:: Input rows ::

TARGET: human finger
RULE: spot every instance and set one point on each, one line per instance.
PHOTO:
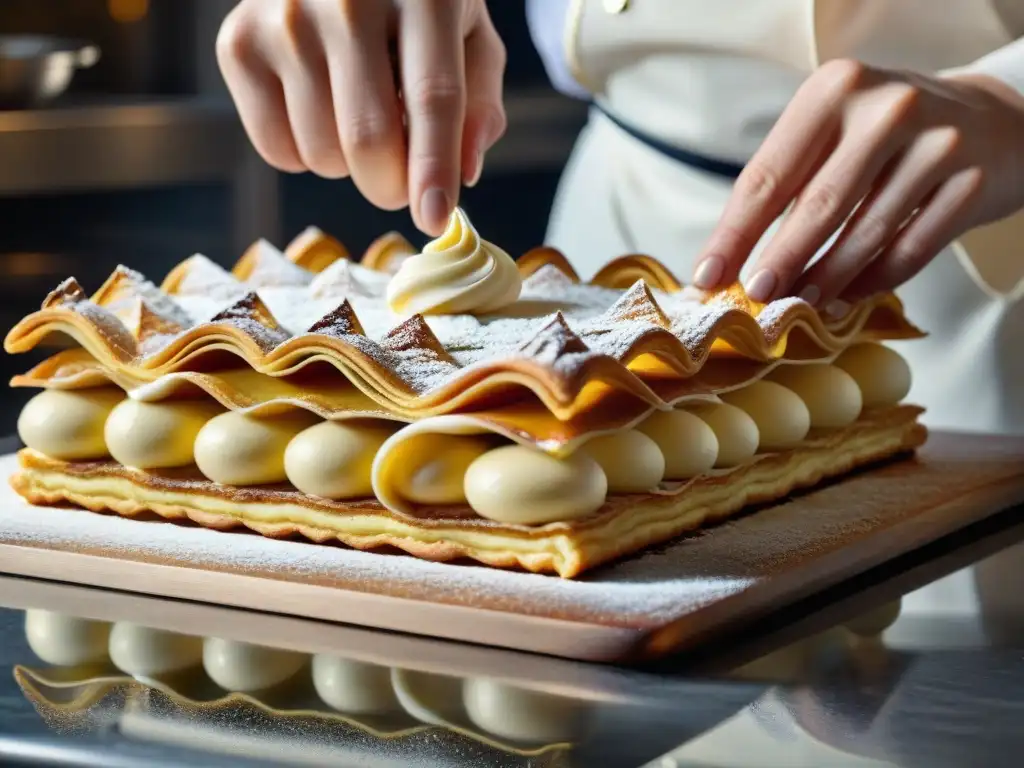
(901, 190)
(296, 49)
(433, 80)
(366, 104)
(485, 120)
(942, 218)
(257, 91)
(829, 198)
(794, 150)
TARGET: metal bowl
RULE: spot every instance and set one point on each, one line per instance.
(37, 69)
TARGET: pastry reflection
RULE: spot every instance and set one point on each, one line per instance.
(178, 688)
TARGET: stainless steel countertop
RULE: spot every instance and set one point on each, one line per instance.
(942, 687)
(126, 144)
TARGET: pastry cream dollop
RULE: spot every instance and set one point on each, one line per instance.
(832, 395)
(143, 651)
(522, 485)
(353, 687)
(431, 468)
(736, 432)
(688, 444)
(522, 715)
(781, 417)
(632, 462)
(64, 640)
(245, 668)
(68, 425)
(236, 449)
(457, 273)
(334, 459)
(153, 435)
(882, 374)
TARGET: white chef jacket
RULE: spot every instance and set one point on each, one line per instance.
(712, 77)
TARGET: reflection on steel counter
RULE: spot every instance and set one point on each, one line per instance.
(258, 701)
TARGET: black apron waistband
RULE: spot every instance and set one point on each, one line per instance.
(724, 168)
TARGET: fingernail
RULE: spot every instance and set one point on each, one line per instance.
(837, 308)
(477, 170)
(709, 272)
(811, 294)
(434, 208)
(761, 286)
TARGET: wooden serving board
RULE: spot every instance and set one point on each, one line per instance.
(666, 600)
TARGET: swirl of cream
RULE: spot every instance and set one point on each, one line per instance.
(458, 273)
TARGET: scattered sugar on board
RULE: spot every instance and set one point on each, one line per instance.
(649, 588)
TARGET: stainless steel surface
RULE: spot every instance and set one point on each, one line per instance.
(941, 687)
(199, 139)
(35, 69)
(114, 146)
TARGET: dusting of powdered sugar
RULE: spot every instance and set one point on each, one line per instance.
(271, 267)
(555, 323)
(648, 590)
(157, 301)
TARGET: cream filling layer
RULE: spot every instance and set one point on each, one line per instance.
(453, 460)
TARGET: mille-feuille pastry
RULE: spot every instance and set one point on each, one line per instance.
(452, 403)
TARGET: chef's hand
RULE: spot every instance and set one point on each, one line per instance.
(317, 91)
(908, 162)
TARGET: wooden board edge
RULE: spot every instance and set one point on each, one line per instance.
(554, 637)
(815, 574)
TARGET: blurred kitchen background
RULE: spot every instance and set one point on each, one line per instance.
(141, 160)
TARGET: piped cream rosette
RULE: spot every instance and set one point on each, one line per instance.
(458, 273)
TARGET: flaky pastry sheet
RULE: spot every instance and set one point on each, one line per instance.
(633, 330)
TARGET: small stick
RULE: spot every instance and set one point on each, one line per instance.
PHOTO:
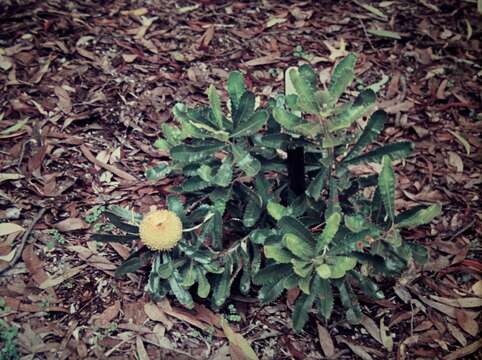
(12, 263)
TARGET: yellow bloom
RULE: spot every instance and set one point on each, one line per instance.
(160, 230)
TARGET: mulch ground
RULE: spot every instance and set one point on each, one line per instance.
(85, 86)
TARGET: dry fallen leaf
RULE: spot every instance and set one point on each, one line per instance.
(325, 341)
(105, 318)
(10, 228)
(239, 347)
(71, 224)
(54, 281)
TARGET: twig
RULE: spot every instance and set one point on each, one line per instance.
(120, 173)
(12, 263)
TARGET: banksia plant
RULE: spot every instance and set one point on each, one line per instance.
(268, 196)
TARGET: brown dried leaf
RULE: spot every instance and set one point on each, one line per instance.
(64, 104)
(240, 348)
(71, 224)
(10, 228)
(104, 319)
(263, 60)
(54, 281)
(466, 322)
(326, 341)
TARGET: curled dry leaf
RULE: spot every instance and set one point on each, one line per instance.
(326, 341)
(10, 228)
(105, 319)
(71, 224)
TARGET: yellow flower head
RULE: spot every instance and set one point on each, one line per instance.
(160, 230)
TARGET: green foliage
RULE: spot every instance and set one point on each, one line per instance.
(245, 229)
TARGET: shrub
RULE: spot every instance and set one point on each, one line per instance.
(267, 198)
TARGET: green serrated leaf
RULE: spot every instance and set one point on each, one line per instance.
(374, 127)
(277, 253)
(298, 246)
(276, 210)
(195, 153)
(245, 109)
(386, 185)
(203, 287)
(329, 231)
(245, 161)
(289, 224)
(181, 294)
(251, 125)
(395, 151)
(305, 90)
(324, 271)
(158, 172)
(215, 103)
(342, 77)
(325, 298)
(271, 273)
(236, 88)
(362, 105)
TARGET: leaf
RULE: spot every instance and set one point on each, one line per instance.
(421, 217)
(289, 224)
(118, 223)
(271, 274)
(224, 174)
(286, 119)
(317, 184)
(124, 239)
(462, 140)
(329, 231)
(195, 153)
(276, 210)
(326, 341)
(54, 281)
(374, 127)
(236, 89)
(222, 286)
(244, 110)
(362, 105)
(179, 292)
(326, 300)
(385, 34)
(215, 103)
(271, 291)
(298, 246)
(395, 151)
(252, 125)
(204, 287)
(71, 224)
(10, 228)
(305, 90)
(10, 176)
(324, 271)
(134, 262)
(158, 172)
(343, 75)
(194, 184)
(277, 253)
(245, 161)
(386, 185)
(239, 346)
(253, 208)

:::

Task directions
Reproduce the lines from the one holding "TARGET: twig" through the final line of the excerpt, both included.

Result of the exercise
TARGET: twig
RULE: spot every instance and set one point on each, one line per instance.
(120, 173)
(12, 263)
TARGET: banksia plant
RULE: spot every instance and set one point on each, one line per instance.
(268, 196)
TARGET: brown dried leaf
RULE: spot every instance and set one point on each, one line per instance.
(64, 104)
(240, 348)
(71, 224)
(10, 228)
(104, 319)
(263, 60)
(54, 281)
(466, 322)
(326, 341)
TARGET: curled dry leaf
RULE: spot every instance and set one point on each, one line per instance.
(326, 341)
(10, 228)
(105, 319)
(71, 224)
TARGET: yellow flower head
RULE: spot every instance and set one point on each, one line per instance.
(160, 230)
TARGET: green foliage
RULE: spot every instance and set one point on each, one line per instance.
(245, 229)
TARGET: shrub
RULE: spot every instance and set one point on each, one line per instance.
(267, 198)
TARGET: green serrated leaf
RULE: spot every instance and set one point on each, one line per instance.
(374, 127)
(277, 253)
(298, 246)
(276, 210)
(195, 153)
(245, 109)
(386, 185)
(203, 287)
(329, 231)
(245, 161)
(289, 224)
(181, 294)
(251, 125)
(395, 151)
(305, 90)
(324, 271)
(158, 172)
(215, 103)
(342, 77)
(325, 298)
(271, 273)
(236, 88)
(362, 105)
TARGET: leaf
RULE: spot every instance and set one point on each, one line per instance.
(421, 217)
(289, 224)
(118, 223)
(271, 274)
(224, 174)
(286, 119)
(317, 184)
(124, 239)
(462, 140)
(329, 231)
(195, 153)
(276, 210)
(326, 341)
(54, 281)
(374, 127)
(236, 89)
(222, 286)
(244, 110)
(362, 105)
(179, 292)
(326, 300)
(385, 34)
(215, 103)
(271, 291)
(298, 246)
(395, 151)
(252, 125)
(204, 287)
(71, 224)
(10, 228)
(305, 90)
(10, 176)
(324, 271)
(134, 262)
(158, 172)
(343, 75)
(194, 184)
(277, 253)
(245, 161)
(386, 185)
(239, 346)
(253, 208)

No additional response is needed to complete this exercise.